Task details
Reproduce the lines of the material word for word, leaving out the pictures.

Contour labeling material
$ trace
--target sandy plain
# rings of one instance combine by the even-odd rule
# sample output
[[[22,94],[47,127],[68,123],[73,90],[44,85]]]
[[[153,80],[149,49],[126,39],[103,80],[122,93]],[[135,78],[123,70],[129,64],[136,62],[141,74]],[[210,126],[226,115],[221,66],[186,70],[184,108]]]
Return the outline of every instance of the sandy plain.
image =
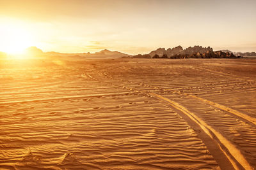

Solution for this task
$ trace
--target sandy plain
# rings of one instance combine by the even-odd rule
# sample output
[[[22,94],[47,127],[68,123],[73,90],[44,85]]]
[[[153,80],[149,49],[126,39],[103,80],[122,93]],[[135,78],[123,70],[129,64],[136,62],[141,74]],[[210,126],[226,115],[221,66],[186,70],[184,108]]]
Return the outline of every instance of the sandy plain.
image =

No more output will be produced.